## BEGIN
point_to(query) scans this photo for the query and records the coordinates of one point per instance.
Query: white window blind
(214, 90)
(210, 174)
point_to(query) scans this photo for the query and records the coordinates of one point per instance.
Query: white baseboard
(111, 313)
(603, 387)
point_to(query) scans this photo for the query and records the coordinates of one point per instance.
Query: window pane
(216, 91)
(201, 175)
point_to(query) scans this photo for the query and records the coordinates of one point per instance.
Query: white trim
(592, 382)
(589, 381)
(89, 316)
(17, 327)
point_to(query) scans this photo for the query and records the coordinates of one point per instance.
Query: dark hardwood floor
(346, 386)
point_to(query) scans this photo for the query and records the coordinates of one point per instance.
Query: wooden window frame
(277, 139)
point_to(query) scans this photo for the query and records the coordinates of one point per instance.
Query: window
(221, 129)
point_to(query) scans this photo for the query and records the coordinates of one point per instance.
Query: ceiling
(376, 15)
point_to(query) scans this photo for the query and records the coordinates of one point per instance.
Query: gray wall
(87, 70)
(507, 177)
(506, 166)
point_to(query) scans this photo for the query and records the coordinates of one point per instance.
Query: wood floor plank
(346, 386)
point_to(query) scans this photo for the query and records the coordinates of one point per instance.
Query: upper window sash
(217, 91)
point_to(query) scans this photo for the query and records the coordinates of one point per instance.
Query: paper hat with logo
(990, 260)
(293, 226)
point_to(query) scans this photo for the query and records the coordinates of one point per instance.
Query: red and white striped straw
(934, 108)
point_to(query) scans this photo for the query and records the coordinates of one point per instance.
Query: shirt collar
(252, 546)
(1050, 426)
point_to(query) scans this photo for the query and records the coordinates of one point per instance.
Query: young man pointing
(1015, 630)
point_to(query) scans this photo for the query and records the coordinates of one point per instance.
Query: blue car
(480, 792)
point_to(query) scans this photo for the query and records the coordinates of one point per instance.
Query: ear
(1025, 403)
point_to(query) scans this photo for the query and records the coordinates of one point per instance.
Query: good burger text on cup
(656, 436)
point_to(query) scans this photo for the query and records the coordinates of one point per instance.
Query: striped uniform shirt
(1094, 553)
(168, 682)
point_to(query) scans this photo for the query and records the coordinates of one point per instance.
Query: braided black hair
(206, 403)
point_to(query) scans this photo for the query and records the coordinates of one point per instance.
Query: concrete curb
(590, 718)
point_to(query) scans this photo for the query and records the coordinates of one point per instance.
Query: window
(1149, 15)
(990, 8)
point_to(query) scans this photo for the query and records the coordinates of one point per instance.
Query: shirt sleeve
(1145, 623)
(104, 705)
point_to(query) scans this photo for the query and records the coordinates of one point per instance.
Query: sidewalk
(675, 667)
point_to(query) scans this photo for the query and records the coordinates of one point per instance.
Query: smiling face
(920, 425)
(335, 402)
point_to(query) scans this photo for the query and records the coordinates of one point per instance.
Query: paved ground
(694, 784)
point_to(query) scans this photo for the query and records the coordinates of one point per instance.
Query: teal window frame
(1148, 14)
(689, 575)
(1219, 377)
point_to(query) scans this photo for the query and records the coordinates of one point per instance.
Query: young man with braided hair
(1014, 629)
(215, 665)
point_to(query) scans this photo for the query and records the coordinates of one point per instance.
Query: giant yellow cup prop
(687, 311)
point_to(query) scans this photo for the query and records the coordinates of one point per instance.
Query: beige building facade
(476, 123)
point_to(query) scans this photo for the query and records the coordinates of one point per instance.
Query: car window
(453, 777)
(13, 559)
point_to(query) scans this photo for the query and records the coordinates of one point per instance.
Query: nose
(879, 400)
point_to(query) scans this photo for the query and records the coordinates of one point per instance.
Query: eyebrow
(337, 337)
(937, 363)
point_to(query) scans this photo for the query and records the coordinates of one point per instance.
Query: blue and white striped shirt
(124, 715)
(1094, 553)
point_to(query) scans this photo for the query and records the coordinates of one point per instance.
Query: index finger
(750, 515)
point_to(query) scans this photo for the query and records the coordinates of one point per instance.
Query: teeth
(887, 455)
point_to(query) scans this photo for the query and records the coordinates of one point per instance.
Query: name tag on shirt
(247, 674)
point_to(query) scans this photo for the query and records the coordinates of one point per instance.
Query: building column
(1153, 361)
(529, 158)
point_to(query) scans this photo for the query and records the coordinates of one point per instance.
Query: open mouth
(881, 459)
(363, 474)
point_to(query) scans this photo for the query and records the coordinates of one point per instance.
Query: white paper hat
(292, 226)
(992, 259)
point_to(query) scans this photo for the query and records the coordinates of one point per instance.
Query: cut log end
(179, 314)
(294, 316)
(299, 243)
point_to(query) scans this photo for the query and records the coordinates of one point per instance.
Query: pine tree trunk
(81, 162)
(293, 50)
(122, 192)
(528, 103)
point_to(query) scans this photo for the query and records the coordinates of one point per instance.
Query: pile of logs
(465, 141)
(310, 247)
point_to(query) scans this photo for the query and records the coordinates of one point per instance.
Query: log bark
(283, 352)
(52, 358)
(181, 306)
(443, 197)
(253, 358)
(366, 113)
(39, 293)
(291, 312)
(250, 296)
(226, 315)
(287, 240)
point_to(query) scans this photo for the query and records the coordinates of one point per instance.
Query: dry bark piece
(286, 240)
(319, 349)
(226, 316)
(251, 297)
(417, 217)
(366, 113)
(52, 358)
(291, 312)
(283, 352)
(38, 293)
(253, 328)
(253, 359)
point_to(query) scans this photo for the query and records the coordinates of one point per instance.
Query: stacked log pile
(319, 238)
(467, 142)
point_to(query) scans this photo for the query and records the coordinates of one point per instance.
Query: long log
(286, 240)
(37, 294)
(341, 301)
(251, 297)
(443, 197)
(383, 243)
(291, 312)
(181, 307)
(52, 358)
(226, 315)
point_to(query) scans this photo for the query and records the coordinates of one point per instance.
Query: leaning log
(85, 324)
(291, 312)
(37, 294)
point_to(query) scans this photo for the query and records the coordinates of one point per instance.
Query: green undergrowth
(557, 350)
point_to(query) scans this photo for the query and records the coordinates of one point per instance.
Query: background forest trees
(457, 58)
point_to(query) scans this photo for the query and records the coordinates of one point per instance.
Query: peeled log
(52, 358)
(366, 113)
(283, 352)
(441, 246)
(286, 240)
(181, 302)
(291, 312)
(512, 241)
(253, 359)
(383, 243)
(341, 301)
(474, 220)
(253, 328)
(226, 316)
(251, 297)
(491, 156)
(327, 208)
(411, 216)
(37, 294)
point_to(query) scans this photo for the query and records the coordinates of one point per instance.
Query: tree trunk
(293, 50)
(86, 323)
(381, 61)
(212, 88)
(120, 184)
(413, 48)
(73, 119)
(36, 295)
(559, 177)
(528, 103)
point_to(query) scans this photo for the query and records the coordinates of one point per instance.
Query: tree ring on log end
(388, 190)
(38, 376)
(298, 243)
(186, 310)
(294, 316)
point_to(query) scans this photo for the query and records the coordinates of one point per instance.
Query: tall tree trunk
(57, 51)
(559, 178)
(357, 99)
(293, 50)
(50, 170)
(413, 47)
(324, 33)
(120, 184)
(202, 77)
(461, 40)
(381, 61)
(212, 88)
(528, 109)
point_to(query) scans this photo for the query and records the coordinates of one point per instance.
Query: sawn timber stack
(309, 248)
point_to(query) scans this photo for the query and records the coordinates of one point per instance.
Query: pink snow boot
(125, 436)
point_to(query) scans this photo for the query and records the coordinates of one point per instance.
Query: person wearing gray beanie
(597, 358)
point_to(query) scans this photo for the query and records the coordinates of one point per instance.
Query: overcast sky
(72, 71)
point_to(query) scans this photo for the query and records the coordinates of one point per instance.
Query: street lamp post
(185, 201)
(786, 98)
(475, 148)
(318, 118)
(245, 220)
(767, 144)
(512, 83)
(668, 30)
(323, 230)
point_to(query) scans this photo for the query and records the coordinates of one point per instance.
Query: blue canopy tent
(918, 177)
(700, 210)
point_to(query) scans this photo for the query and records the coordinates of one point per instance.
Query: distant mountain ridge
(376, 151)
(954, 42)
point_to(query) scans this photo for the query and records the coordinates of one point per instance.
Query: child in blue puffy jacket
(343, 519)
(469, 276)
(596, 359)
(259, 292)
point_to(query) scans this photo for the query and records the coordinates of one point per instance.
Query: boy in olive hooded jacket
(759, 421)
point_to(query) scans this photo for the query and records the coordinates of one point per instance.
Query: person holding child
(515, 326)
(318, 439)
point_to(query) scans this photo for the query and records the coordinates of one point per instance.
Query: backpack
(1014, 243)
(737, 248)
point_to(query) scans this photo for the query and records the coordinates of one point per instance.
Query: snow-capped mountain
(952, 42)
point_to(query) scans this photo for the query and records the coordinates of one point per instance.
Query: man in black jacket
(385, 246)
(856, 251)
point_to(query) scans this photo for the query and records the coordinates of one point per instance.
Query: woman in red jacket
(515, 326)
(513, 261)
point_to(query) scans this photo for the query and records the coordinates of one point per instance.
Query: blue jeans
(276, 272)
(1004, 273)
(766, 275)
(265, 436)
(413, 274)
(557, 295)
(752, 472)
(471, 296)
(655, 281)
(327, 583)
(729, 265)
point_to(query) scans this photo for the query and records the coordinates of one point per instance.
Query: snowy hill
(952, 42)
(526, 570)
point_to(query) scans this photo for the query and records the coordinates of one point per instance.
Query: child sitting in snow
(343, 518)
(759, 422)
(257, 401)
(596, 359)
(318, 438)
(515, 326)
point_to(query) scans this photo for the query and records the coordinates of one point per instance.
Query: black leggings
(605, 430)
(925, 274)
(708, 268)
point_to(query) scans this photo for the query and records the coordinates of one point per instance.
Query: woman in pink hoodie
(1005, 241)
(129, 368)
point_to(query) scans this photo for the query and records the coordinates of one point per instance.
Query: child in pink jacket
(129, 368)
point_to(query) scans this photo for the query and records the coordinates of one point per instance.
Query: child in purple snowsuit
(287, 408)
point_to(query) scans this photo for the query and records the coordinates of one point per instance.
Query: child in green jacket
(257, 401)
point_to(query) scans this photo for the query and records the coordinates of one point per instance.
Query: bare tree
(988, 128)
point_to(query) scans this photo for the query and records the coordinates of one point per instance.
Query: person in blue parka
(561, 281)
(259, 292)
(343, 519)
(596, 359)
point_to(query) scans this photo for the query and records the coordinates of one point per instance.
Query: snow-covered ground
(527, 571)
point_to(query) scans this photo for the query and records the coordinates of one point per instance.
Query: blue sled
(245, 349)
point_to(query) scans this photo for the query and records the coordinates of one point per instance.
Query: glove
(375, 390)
## END
Please count the lines in the listing above that contain the string "trunk", with uppercase and lowercase treated as different. Give only the number.

▶ Response to this exercise
3